- WHAT YOU ARE ASKED TO DO
Write out, exactly as they appear, only the lines running from the line with "Target: camouflage cap" to the final line of the listing; include both.

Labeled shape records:

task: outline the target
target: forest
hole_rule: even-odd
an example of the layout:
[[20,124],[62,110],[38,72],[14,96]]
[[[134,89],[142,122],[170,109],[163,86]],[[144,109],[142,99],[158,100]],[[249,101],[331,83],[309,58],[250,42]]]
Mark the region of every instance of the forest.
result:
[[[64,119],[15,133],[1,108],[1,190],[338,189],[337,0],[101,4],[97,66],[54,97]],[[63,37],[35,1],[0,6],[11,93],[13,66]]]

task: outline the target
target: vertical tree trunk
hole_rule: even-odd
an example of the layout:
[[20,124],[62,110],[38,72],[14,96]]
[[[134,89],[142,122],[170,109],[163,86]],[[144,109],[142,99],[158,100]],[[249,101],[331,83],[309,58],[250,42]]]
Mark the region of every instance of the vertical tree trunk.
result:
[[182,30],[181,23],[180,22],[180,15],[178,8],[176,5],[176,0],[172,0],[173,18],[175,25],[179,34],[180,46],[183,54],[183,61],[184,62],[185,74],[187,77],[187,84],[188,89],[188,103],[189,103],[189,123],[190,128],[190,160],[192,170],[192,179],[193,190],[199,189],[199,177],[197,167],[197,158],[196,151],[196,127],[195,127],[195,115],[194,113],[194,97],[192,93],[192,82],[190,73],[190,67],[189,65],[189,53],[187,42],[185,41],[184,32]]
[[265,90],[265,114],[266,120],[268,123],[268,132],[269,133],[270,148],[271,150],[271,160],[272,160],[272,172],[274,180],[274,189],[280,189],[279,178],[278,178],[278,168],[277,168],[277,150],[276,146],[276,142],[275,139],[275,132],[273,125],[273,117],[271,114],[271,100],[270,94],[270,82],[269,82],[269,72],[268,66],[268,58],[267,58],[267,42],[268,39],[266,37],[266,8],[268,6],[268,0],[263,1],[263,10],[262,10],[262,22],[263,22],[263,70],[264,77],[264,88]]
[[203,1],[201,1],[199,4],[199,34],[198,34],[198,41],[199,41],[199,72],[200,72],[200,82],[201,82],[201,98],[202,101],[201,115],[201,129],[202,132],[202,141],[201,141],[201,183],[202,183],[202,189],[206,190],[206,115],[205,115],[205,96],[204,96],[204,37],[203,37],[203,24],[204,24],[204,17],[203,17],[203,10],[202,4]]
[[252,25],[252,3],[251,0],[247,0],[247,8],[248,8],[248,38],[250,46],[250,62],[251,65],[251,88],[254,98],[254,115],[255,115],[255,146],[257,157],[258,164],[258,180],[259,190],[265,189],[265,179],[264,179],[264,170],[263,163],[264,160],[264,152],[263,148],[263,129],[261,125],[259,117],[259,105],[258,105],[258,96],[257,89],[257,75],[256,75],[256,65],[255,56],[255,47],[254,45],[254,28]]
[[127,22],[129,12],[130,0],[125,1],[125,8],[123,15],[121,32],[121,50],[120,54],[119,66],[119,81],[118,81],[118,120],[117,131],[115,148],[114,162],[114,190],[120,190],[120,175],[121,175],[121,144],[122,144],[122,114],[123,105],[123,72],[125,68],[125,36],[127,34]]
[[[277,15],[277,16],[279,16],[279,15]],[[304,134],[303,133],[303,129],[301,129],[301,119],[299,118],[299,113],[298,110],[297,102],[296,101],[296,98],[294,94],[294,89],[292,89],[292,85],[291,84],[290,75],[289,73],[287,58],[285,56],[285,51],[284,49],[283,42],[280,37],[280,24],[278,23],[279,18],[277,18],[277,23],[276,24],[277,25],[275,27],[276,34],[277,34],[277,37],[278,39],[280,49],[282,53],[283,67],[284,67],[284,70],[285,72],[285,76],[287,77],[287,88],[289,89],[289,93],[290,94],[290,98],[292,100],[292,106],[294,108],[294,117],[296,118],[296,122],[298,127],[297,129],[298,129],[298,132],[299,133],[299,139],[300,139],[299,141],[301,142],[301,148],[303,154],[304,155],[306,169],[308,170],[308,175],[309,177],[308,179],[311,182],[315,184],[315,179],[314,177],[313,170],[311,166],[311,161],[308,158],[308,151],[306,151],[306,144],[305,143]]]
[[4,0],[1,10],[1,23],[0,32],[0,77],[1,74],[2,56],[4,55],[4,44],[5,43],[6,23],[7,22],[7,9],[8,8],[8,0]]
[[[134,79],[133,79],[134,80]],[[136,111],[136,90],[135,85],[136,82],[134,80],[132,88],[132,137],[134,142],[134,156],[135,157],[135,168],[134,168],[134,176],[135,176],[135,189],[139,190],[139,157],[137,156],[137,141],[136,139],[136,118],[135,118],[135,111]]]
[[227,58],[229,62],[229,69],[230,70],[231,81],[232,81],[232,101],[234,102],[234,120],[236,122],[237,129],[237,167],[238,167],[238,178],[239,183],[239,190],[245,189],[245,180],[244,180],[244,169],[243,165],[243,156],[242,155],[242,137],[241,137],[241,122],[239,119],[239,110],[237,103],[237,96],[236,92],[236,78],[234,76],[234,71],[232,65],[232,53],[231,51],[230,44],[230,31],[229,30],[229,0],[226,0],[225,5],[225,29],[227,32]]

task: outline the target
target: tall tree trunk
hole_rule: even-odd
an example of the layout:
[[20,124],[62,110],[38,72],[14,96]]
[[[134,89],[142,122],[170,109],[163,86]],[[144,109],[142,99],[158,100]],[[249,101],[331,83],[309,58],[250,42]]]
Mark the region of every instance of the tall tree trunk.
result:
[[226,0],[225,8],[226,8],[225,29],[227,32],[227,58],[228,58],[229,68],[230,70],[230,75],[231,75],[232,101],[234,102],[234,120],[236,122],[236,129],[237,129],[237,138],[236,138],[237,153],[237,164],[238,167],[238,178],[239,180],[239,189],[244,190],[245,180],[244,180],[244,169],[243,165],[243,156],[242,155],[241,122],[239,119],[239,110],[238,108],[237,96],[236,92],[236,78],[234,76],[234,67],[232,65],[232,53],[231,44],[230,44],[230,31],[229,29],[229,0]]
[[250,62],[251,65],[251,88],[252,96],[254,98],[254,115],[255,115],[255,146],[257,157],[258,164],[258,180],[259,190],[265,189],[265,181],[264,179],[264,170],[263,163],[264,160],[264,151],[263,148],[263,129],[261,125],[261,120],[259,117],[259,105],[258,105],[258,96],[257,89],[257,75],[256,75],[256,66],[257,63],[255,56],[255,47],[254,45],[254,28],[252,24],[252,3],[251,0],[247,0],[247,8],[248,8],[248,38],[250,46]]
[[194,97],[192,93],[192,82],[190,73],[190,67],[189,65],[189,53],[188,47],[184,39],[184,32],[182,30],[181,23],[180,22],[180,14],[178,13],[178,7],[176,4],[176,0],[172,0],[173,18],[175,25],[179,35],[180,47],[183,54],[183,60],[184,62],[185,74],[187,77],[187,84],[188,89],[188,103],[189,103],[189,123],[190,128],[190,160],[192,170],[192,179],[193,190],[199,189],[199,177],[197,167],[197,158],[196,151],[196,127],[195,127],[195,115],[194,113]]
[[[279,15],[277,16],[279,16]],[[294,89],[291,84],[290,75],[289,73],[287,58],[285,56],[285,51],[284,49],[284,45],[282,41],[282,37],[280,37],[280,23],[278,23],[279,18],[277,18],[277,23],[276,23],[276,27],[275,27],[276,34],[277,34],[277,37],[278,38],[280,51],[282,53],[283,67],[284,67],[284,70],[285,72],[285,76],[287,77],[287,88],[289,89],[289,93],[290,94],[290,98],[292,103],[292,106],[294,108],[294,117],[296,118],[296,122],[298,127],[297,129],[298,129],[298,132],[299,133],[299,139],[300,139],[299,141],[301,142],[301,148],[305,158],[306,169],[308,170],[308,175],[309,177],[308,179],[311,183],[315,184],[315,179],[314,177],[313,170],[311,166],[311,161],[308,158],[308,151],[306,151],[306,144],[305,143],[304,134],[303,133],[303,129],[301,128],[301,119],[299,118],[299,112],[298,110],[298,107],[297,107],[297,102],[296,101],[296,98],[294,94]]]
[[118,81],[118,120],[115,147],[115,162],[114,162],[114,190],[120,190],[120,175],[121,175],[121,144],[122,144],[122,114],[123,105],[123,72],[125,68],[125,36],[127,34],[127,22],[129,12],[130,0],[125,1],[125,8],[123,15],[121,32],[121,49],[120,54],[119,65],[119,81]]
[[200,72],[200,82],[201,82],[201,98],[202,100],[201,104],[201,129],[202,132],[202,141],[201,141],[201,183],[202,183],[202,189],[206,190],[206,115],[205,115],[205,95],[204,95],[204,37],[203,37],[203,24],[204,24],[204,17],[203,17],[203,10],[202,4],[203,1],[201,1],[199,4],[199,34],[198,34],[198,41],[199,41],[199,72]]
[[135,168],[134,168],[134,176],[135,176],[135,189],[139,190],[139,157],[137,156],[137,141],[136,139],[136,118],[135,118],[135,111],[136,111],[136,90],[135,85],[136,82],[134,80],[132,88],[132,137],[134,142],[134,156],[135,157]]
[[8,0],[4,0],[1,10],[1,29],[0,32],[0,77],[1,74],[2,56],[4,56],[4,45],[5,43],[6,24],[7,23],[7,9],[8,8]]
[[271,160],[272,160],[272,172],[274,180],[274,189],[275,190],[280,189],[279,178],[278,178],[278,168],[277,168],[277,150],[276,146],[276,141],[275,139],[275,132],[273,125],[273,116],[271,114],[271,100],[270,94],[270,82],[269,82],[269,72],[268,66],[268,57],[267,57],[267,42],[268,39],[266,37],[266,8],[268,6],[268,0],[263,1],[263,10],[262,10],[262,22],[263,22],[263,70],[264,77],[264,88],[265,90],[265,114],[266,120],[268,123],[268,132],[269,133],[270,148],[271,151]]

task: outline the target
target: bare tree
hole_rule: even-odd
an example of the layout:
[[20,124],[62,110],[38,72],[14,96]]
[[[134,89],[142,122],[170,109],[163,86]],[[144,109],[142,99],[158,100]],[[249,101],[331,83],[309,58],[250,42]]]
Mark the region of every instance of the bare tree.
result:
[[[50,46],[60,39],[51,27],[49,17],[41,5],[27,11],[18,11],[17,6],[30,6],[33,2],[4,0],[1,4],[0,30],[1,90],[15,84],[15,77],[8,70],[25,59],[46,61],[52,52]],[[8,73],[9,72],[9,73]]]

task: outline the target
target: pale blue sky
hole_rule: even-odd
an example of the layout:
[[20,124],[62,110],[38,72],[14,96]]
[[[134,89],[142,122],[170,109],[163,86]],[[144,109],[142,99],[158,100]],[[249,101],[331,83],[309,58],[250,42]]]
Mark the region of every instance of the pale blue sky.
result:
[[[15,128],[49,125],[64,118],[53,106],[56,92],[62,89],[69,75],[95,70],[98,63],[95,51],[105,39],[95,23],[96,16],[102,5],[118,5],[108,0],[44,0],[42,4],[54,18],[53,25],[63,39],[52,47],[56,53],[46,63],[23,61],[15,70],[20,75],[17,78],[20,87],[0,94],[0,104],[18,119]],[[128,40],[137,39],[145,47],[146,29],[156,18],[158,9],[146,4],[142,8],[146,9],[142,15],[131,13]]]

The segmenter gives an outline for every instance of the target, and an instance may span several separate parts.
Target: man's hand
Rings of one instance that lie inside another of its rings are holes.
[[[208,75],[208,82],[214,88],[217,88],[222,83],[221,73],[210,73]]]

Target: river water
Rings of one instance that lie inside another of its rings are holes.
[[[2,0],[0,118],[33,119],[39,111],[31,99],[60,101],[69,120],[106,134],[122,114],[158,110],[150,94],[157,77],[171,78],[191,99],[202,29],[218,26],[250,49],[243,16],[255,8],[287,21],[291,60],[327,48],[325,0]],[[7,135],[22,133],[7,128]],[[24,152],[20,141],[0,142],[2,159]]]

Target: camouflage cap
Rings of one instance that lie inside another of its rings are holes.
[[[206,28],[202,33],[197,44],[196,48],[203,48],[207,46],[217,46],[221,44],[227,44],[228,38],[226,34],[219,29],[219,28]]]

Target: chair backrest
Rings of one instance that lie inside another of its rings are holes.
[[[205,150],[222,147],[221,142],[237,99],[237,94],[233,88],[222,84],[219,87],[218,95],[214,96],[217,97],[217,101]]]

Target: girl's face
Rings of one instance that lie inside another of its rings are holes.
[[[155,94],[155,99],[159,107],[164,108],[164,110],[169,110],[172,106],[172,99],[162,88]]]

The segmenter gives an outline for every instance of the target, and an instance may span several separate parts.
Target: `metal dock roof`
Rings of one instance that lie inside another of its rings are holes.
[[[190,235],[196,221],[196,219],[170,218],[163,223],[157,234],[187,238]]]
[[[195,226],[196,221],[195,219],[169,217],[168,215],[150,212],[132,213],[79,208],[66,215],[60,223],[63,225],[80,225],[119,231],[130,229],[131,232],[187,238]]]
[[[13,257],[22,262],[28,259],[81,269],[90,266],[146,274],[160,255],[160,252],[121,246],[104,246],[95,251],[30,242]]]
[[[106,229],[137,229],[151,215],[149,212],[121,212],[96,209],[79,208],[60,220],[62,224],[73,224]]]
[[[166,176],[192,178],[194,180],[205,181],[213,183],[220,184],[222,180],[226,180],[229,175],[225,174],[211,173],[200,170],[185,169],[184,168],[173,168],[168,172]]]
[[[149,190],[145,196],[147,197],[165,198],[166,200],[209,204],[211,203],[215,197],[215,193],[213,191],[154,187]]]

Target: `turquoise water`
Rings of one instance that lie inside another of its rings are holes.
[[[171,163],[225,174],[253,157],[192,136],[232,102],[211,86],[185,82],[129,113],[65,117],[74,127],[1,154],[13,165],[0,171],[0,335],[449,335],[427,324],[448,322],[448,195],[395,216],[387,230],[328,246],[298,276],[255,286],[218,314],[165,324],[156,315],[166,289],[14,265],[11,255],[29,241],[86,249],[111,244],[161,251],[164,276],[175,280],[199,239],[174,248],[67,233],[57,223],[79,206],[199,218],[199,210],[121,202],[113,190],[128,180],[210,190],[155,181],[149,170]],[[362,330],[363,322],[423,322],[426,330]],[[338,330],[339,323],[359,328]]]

- SOLUTION TO THE EXERCISE
Target: camouflage cap
Rings of one instance that lie inside another of its rings are holes.
[[[206,28],[202,33],[197,44],[196,48],[203,48],[207,46],[217,46],[221,44],[227,44],[228,38],[226,34],[219,29],[219,28]]]

Target: chair backrest
Rings of one instance that lie inside another of its rings are holes.
[[[205,150],[222,147],[221,142],[237,99],[237,94],[233,88],[222,84],[219,87],[218,95],[214,96],[217,97],[217,101]]]

Target: girl's face
Rings of one instance that lie inside another of its rings are holes.
[[[155,94],[155,99],[159,107],[164,108],[164,110],[169,110],[172,106],[172,99],[162,88]]]

The segmenter gives an outline for every instance of the target, and an instance may span several separate parts.
Target: `metal dock roof`
Rings of one instance that lie inside another of its rings are holes.
[[[190,235],[196,221],[196,219],[170,218],[163,223],[157,234],[187,238]]]
[[[195,226],[196,221],[195,219],[169,217],[168,215],[150,212],[132,213],[79,208],[66,215],[60,223],[63,225],[80,225],[119,231],[130,229],[131,232],[187,238]]]
[[[13,257],[22,262],[28,259],[81,269],[90,266],[146,274],[160,255],[160,252],[121,246],[104,246],[95,251],[30,242]]]
[[[106,229],[137,229],[151,215],[149,212],[121,212],[96,209],[79,208],[60,220],[62,224],[73,224]]]
[[[166,176],[192,178],[194,180],[205,181],[213,183],[220,184],[222,180],[226,180],[229,175],[225,174],[211,173],[200,170],[185,169],[184,168],[173,168],[168,172]]]
[[[149,190],[145,196],[147,197],[165,198],[166,200],[209,204],[211,203],[215,197],[215,193],[213,191],[154,187]]]

Target: `turquoise water`
Rings of one instance that lie inside another of its rings are holes.
[[[171,163],[225,174],[253,157],[192,136],[232,102],[211,86],[185,82],[129,113],[65,117],[74,127],[1,154],[13,165],[0,171],[0,335],[449,335],[427,324],[448,322],[448,195],[395,216],[387,230],[328,246],[298,276],[255,286],[218,314],[165,324],[156,315],[166,289],[14,265],[11,255],[29,241],[86,249],[111,244],[161,251],[164,276],[175,280],[199,239],[174,248],[67,233],[57,223],[79,206],[199,218],[199,210],[121,202],[113,190],[128,180],[210,190],[155,181],[149,170]],[[362,330],[363,322],[423,322],[426,330]],[[338,330],[339,323],[359,328]]]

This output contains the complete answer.